- [PROVIDED MATERIAL]
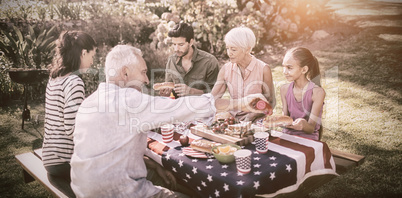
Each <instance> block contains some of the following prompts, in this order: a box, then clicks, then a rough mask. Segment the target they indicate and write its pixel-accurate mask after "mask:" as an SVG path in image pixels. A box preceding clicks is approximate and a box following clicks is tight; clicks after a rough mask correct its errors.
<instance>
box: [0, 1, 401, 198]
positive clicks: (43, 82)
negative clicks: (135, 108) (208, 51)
mask: <svg viewBox="0 0 402 198" xmlns="http://www.w3.org/2000/svg"><path fill="white" fill-rule="evenodd" d="M0 3H1V4H0V10H1V12H0V27H1V35H0V36H1V39H0V51H1V52H0V108H1V109H0V148H1V151H0V160H1V166H0V170H1V180H0V197H47V196H49V194H48V193H47V192H46V191H45V189H44V188H43V187H42V186H40V185H39V184H38V183H37V182H33V183H29V184H24V183H23V179H22V176H21V167H19V166H18V164H17V162H16V160H15V158H14V155H16V154H20V153H24V152H28V151H32V150H33V149H35V148H39V147H41V143H42V138H43V121H44V93H45V86H46V82H47V80H46V79H44V80H43V81H42V82H40V83H38V84H35V85H33V86H29V88H28V99H29V102H28V104H29V105H28V106H29V109H30V110H31V119H30V121H28V122H26V124H25V128H24V129H21V113H22V105H23V96H24V95H23V86H22V85H20V84H17V83H15V82H12V81H11V79H10V78H9V75H8V70H9V69H16V68H20V69H34V68H36V69H46V67H47V65H48V64H49V63H50V61H51V58H52V48H53V47H54V45H53V43H52V41H54V39H56V38H57V36H58V35H59V34H60V32H61V31H65V30H83V31H85V32H87V33H89V34H90V35H92V36H93V37H94V38H95V40H96V41H97V43H98V53H97V54H96V57H95V59H94V65H93V67H92V68H91V69H90V71H89V72H87V73H86V74H82V78H83V79H84V81H85V84H86V93H87V94H90V93H92V92H93V91H94V90H95V89H96V87H97V85H98V84H99V82H102V81H104V75H103V71H102V69H103V66H104V65H103V64H104V58H105V56H106V54H107V52H108V51H109V50H110V49H111V48H112V47H113V46H115V45H116V44H131V45H133V46H136V47H139V48H140V49H141V50H142V51H143V53H144V58H145V60H146V62H147V66H148V68H149V77H150V81H151V83H150V86H149V87H148V88H150V87H151V86H152V84H153V83H155V82H161V81H163V68H164V67H165V64H166V60H167V57H168V55H169V54H170V53H171V52H170V50H169V38H168V37H167V31H168V29H169V28H171V27H172V26H173V25H174V24H176V23H178V22H179V21H185V22H188V23H190V24H191V25H192V26H193V27H194V29H195V35H196V40H197V46H198V47H199V48H201V49H203V50H206V51H209V52H211V53H213V54H214V55H215V56H216V57H217V58H218V60H219V61H220V62H221V63H222V64H221V65H223V63H225V62H226V61H227V56H226V54H225V46H224V43H223V36H224V35H225V33H226V32H227V31H228V30H230V29H231V28H233V27H236V26H238V25H244V26H247V27H250V28H251V29H253V31H254V33H255V34H256V36H257V39H258V44H257V46H256V47H255V48H254V50H253V54H254V55H255V56H257V57H258V58H260V59H261V60H263V61H265V62H266V63H268V64H269V65H270V67H271V69H272V71H273V78H274V83H275V87H276V95H277V103H278V105H277V107H276V108H275V114H280V113H281V110H280V109H281V102H280V100H279V98H280V97H279V87H280V86H281V85H282V84H283V83H285V82H286V81H285V78H284V77H283V74H282V73H281V71H282V68H281V59H282V58H283V55H284V53H285V51H286V49H289V48H291V47H293V46H305V47H308V48H309V49H311V50H312V52H313V54H315V55H316V57H317V58H318V60H319V62H320V67H321V73H322V84H323V88H324V89H325V90H326V93H327V96H326V100H325V106H324V115H323V118H324V122H323V124H324V136H323V141H325V142H327V144H328V145H329V146H330V147H331V148H336V149H339V150H342V151H346V152H350V153H355V154H359V155H364V156H366V160H365V162H364V164H363V165H361V166H359V167H357V168H355V169H352V170H350V171H348V172H346V173H343V174H341V175H340V176H339V177H337V178H335V179H334V180H332V181H331V182H329V183H327V184H326V185H324V186H322V187H321V188H319V189H317V190H316V191H314V192H313V193H312V194H310V197H400V196H401V195H402V181H401V178H402V165H401V164H402V148H401V139H402V138H401V136H402V135H401V119H402V116H401V112H402V111H401V110H402V108H401V104H402V96H401V87H402V65H401V63H402V57H401V53H402V47H401V46H402V45H401V44H402V21H401V15H402V2H401V1H399V0H352V1H348V0H331V1H330V0H288V1H280V0H251V1H245V0H237V1H235V0H217V1H213V0H206V1H201V0H198V1H190V0H162V1H149V0H142V1H141V0H137V1H121V0H120V1H118V0H106V1H90V0H87V1H74V0H70V1H66V0H64V1H63V0H60V1H56V0H44V1H39V0H36V1H26V0H24V1H10V0H9V1H4V0H1V1H0ZM147 90H150V89H147ZM148 93H149V94H154V93H152V91H150V92H148Z"/></svg>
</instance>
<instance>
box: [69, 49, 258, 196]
mask: <svg viewBox="0 0 402 198" xmlns="http://www.w3.org/2000/svg"><path fill="white" fill-rule="evenodd" d="M146 73H147V67H146V64H145V61H144V59H143V58H142V54H141V51H140V50H139V49H137V48H135V47H132V46H128V45H118V46H116V47H114V48H113V49H112V50H111V51H110V52H109V54H108V55H107V57H106V62H105V74H106V82H105V83H100V85H99V87H98V89H97V90H96V91H95V92H94V93H93V94H92V95H90V96H89V97H88V98H86V99H85V100H84V101H83V102H82V104H81V106H80V108H79V110H78V113H77V116H76V125H75V132H74V144H75V146H74V154H73V157H72V160H71V167H72V168H71V178H72V183H71V186H72V189H73V191H74V193H75V194H76V196H77V197H177V196H179V195H180V194H179V193H176V192H173V191H171V190H169V189H167V188H163V187H160V186H155V185H153V184H152V182H151V181H149V180H147V172H148V171H147V169H148V170H149V171H153V172H156V173H158V174H159V175H160V176H161V178H163V180H164V181H165V182H166V184H168V185H167V186H170V187H172V188H173V189H174V186H175V185H176V180H175V178H174V176H173V175H172V173H171V172H169V171H166V170H165V169H164V168H163V167H162V166H161V165H159V164H158V163H156V162H155V161H153V160H151V159H148V158H147V157H144V154H145V151H146V144H147V131H149V130H151V129H154V128H157V127H160V126H161V125H162V124H166V123H173V122H175V121H191V120H194V119H208V118H211V117H212V116H213V115H214V114H215V112H216V111H217V109H218V110H224V109H242V110H246V111H247V110H250V106H249V105H248V101H250V100H252V99H253V98H255V97H263V96H262V95H253V96H250V97H247V98H243V99H241V100H232V101H229V100H223V99H217V100H215V99H214V97H213V96H212V95H211V94H204V95H201V96H189V97H183V98H179V99H177V100H173V99H170V98H167V97H153V96H150V95H146V94H143V93H141V88H142V86H143V85H144V84H148V83H149V80H148V77H147V75H146ZM169 184H170V185H169Z"/></svg>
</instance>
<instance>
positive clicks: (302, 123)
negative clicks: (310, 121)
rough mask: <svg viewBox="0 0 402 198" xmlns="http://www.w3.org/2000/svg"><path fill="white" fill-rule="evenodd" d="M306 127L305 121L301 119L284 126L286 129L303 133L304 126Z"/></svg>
mask: <svg viewBox="0 0 402 198" xmlns="http://www.w3.org/2000/svg"><path fill="white" fill-rule="evenodd" d="M307 125H308V122H307V120H305V119H303V118H297V119H296V120H295V121H293V124H292V125H289V126H286V128H291V129H294V130H299V131H303V129H304V128H305V127H304V126H307Z"/></svg>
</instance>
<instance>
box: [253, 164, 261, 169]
mask: <svg viewBox="0 0 402 198" xmlns="http://www.w3.org/2000/svg"><path fill="white" fill-rule="evenodd" d="M253 166H254V168H260V166H261V164H254V165H253Z"/></svg>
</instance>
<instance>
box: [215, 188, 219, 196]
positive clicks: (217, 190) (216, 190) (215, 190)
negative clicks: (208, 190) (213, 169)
mask: <svg viewBox="0 0 402 198" xmlns="http://www.w3.org/2000/svg"><path fill="white" fill-rule="evenodd" d="M215 196H216V197H220V196H219V191H218V190H216V189H215Z"/></svg>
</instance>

- [ABOUT THIS TASK] Copy out everything from the start of the rows down to the line that contains "negative clicks: (135, 108) (208, 51)", both ends included, leaving out the pictures.

- [THE COMPLETED TASK]
Each <instance> block contains some of the following prompts, in this order: a box, then clicks, then a rough mask. Segment the target they indicate and write its pixel-accurate mask after "mask:" as an SVG path in image pixels. A box preceding clicks is approximate and a box following clicks is tight; clicks after a rough mask correct its errors.
<instance>
box: [0, 1, 401, 198]
positive clicks: (43, 82)
negative clicks: (135, 108) (208, 51)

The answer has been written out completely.